• TASK OBJECTIVE:
Revise the data below by putting "Locate every" wherever "Spot all occurrences of" appears, and leave every other part untouched.

• RECORDS PROVIDED:
-- BEGIN --

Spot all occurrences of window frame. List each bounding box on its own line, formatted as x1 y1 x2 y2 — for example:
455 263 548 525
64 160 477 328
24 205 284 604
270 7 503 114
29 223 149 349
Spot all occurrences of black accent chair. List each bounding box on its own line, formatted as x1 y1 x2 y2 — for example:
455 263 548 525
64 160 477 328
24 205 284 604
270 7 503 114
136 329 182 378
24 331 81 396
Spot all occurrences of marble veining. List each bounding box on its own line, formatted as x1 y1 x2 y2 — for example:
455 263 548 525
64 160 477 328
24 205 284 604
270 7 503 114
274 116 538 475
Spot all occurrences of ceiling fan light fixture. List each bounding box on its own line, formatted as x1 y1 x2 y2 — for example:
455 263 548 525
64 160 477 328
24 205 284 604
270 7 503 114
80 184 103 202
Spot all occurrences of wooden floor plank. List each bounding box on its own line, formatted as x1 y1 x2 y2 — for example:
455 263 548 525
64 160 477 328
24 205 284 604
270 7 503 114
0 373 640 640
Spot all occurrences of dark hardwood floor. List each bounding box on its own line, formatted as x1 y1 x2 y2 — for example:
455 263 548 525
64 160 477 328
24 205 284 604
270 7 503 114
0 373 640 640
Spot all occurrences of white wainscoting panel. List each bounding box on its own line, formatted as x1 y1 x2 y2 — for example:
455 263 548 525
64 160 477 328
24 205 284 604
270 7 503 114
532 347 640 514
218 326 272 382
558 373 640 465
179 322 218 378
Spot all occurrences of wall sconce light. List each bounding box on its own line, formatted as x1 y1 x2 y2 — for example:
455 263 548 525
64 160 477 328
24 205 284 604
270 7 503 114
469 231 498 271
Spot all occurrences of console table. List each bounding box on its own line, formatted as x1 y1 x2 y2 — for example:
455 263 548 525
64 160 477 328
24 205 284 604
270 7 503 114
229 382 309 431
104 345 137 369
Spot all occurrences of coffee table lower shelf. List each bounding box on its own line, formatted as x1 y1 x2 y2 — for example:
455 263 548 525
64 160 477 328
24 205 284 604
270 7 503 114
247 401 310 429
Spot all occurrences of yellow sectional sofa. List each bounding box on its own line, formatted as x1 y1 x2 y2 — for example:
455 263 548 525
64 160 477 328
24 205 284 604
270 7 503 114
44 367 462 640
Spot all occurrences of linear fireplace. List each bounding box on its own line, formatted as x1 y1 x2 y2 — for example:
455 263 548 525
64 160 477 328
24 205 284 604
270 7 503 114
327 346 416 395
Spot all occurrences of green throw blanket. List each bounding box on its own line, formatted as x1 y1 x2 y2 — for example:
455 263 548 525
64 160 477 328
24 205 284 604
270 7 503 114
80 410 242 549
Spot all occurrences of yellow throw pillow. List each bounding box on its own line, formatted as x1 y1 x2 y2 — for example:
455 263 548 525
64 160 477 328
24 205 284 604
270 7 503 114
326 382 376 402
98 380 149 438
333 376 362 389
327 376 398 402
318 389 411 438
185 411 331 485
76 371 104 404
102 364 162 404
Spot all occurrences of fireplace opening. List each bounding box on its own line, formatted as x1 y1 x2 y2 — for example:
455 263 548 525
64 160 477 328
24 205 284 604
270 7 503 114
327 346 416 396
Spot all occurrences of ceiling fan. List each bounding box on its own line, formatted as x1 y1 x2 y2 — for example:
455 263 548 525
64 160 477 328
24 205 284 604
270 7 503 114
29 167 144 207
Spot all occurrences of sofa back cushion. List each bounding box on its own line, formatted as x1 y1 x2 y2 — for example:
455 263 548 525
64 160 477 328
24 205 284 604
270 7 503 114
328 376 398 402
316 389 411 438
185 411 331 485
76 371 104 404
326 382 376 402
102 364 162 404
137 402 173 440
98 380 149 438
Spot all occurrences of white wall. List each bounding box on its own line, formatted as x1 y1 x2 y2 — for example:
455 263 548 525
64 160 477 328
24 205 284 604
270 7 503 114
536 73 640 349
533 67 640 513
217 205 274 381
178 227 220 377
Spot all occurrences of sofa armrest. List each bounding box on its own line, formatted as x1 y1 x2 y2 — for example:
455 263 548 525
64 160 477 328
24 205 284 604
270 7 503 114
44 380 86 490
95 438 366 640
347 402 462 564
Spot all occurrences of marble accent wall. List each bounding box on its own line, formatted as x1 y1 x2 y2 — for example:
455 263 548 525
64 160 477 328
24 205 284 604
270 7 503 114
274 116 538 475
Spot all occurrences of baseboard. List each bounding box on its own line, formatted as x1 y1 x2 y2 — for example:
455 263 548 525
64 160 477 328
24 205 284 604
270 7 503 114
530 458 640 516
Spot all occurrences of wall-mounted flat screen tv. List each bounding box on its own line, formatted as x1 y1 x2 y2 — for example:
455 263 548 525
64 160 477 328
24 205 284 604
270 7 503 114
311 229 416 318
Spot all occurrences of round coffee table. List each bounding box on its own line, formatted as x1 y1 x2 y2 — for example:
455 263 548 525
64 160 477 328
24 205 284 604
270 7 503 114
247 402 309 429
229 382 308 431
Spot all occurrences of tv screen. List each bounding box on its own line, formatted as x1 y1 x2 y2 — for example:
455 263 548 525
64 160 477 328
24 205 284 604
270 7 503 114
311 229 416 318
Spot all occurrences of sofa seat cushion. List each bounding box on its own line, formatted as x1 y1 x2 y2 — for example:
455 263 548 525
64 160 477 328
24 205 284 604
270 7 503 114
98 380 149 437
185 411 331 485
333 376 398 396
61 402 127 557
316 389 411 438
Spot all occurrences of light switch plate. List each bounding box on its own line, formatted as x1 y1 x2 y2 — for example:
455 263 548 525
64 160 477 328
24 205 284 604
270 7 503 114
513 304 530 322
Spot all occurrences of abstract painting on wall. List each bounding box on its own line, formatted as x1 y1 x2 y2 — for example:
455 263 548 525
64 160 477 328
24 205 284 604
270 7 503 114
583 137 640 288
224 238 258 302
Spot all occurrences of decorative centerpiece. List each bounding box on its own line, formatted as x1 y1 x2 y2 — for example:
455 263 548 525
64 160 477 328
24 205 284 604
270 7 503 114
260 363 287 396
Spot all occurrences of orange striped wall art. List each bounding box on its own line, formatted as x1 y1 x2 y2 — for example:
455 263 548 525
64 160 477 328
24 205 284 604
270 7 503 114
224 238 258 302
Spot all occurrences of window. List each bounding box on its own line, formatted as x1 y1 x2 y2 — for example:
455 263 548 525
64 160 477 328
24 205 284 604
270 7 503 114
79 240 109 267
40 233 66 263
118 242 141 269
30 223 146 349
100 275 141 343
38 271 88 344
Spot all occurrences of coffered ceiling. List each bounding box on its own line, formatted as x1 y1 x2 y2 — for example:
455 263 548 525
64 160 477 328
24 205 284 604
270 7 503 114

-- END --

• FULL RESPONSE:
Locate every window frame. List each bounding box on its own line, formatted as x1 y1 x2 y2 — for example:
455 263 548 525
64 160 477 328
24 205 284 604
270 7 503 114
29 223 149 349
Locate every black accent chair. List each bounding box on its own line, formatted as x1 y1 x2 y2 — for example:
455 263 548 525
64 160 477 328
24 205 284 604
270 7 503 114
136 329 182 378
24 331 81 396
Locate every marble veining. List each bounding box on its own line, formatted as x1 y1 x2 y2 — for example:
455 263 548 525
64 160 477 328
24 205 284 604
270 7 503 114
274 116 538 475
Locate every ceiling fan light fixture. List each bounding box on its own line, formatted as x1 y1 x2 y2 — for example:
455 263 548 525
64 160 477 328
24 205 284 604
270 7 503 114
80 184 103 202
Locate every wooden floor plank. List each bounding box on its own line, formatted as x1 y1 x2 y2 — for example:
455 263 548 525
64 160 477 328
24 205 284 604
270 7 503 114
0 373 640 640
Locate every dark hardwood floor. List each bounding box on its own line, formatted as x1 y1 x2 y2 — for example:
455 263 548 525
64 160 477 328
24 205 284 604
270 7 503 114
0 373 640 640
Locate every white wainscoting panel. List each bounding box on its own line, formatted as x1 y1 x2 y2 — for example:
455 263 548 525
64 160 477 328
24 205 284 604
270 7 503 114
532 347 640 514
218 326 272 382
558 373 640 465
179 322 218 378
Locate every wall sconce light. List each bounding box on its own line, formatted as x1 y1 x2 y2 — for example:
455 263 548 525
64 160 477 328
24 205 284 604
270 7 503 114
469 231 498 271
Locate every console table. List each bounding box on its own line, formatted as x1 y1 x2 y2 — for example:
455 263 548 525
64 160 477 328
24 205 284 604
270 7 503 114
229 382 309 431
104 345 137 369
Locate every coffee table lower shelf. List each bounding box on its own line, formatted as x1 y1 x2 y2 — for example:
455 263 548 525
64 160 477 328
24 205 284 604
270 7 503 114
247 401 310 429
Locate every yellow sectional sofa. List each bounding box on its own line, formatted as x1 y1 x2 y2 — for example:
455 263 548 525
64 160 477 328
24 205 284 604
270 7 503 114
44 367 462 640
Locate every linear fireplace. List each bounding box on its own line, formatted as x1 y1 x2 y2 — for example:
455 263 548 525
64 160 477 328
24 205 284 604
270 7 503 114
327 346 416 395
Locate every green throw blanket. List each bounding box on its own line, formatted as x1 y1 x2 y2 — for example:
455 263 548 525
64 160 477 328
24 205 284 604
270 7 503 114
80 410 242 549
Locate every yellow throw pillow. List each bounding box on its own line, formatted as x1 y1 x2 y2 — for example:
455 263 548 525
64 160 477 328
24 205 284 604
270 7 503 114
326 382 376 402
98 380 149 438
333 376 362 389
327 376 398 402
318 389 411 438
185 411 331 485
76 371 104 404
102 364 162 404
Locate every fireplace opening. List each bounding box on its own line, formatted as x1 y1 x2 y2 — for example:
455 263 548 525
64 160 477 328
24 205 284 604
270 7 503 114
327 346 416 396
Locate every ceiling fan. List each bounding box on its own line, formatted as x1 y1 x2 y2 — for example:
455 263 548 525
64 160 477 328
24 205 284 604
270 7 503 114
29 167 144 207
Locate every sofa back cushion. List each bounding box on its own line, formatted as x1 y1 x2 y2 — for example:
455 263 548 525
64 160 477 328
24 205 284 604
270 7 503 114
328 376 398 402
316 389 411 438
185 411 331 485
76 371 104 404
326 382 376 402
102 364 162 404
137 402 173 440
98 380 149 438
Locate every white wall. List each bounding box on its own line, formatted as x1 y1 x2 y2 — for example:
455 263 548 525
64 160 477 328
24 205 284 604
270 7 503 114
536 73 640 349
533 67 640 513
217 205 274 381
178 227 220 377
Locate every sofa armrest. List each bounding box on its own line, formatted as x1 y1 x2 y2 — for example:
455 263 548 525
64 160 477 328
24 205 284 604
270 7 503 114
44 380 86 490
95 438 366 640
347 402 462 564
Locate every marble accent wall. List each bounding box on its own line, formatted as x1 y1 x2 y2 — for example:
455 263 548 525
64 160 477 328
24 205 284 604
270 7 503 114
274 116 538 475
Locate every baseboard. List each bounding box on its own line, formatted as x1 y1 x2 y2 — for example:
455 263 548 525
64 160 477 328
24 205 284 604
270 7 503 114
530 458 640 516
Locate every wall-mounted flat screen tv. List each bounding box on its own line, formatted as x1 y1 x2 y2 — for example:
455 263 548 525
64 160 477 328
24 205 284 604
270 7 503 114
311 229 416 318
Locate every round coffee table. List each bounding box on its own line, formatted as x1 y1 x2 y2 — for example:
455 263 548 525
64 160 477 328
24 205 284 604
270 7 503 114
247 402 309 429
229 382 308 431
Locate every tv screen. List each bounding box on its own line, formatted as x1 y1 x2 y2 — for example:
455 263 548 525
64 160 477 328
24 205 284 604
270 7 503 114
311 229 416 318
Locate every sofa seat cushion. List each bounding box on its own line, formatted as x1 y1 x2 y2 — for example:
455 263 548 525
64 160 477 328
24 205 284 604
270 7 503 114
98 380 149 437
185 411 331 485
333 376 398 396
61 402 127 557
316 389 411 438
Locate every light switch plate. List each bounding box on its own line, formatted as x1 y1 x2 y2 — for example:
455 263 548 525
64 160 477 328
24 205 284 604
270 7 503 114
513 304 530 322
Locate every abstract painting on wall. List each bounding box on its own line, formatted as x1 y1 x2 y2 — for example:
455 263 548 525
64 160 477 328
24 205 284 604
270 7 503 114
583 137 640 288
224 238 258 302
Locate every decorative centerpiece. List each bounding box on its own line, formatted as x1 y1 x2 y2 — for example:
455 263 548 525
64 160 477 328
24 205 284 604
270 7 503 114
260 363 287 396
Locate every orange striped wall art. List each bounding box on its own line, formatted as x1 y1 x2 y2 — for example:
455 263 548 525
64 160 477 328
24 205 284 604
270 7 503 114
224 238 258 302
Locate every window. List each bounding box on its own line, formatted as x1 y1 x2 y2 — for example:
455 263 548 525
64 160 477 328
24 205 284 604
270 7 503 114
79 240 109 267
40 233 66 263
118 242 141 269
30 223 146 349
100 275 141 343
38 271 88 344
Locate every coffered ceiling. List each bounding box on its own line, formatted as x1 y1 x2 y2 — for example:
455 263 548 525
64 160 477 328
24 205 284 604
270 7 503 114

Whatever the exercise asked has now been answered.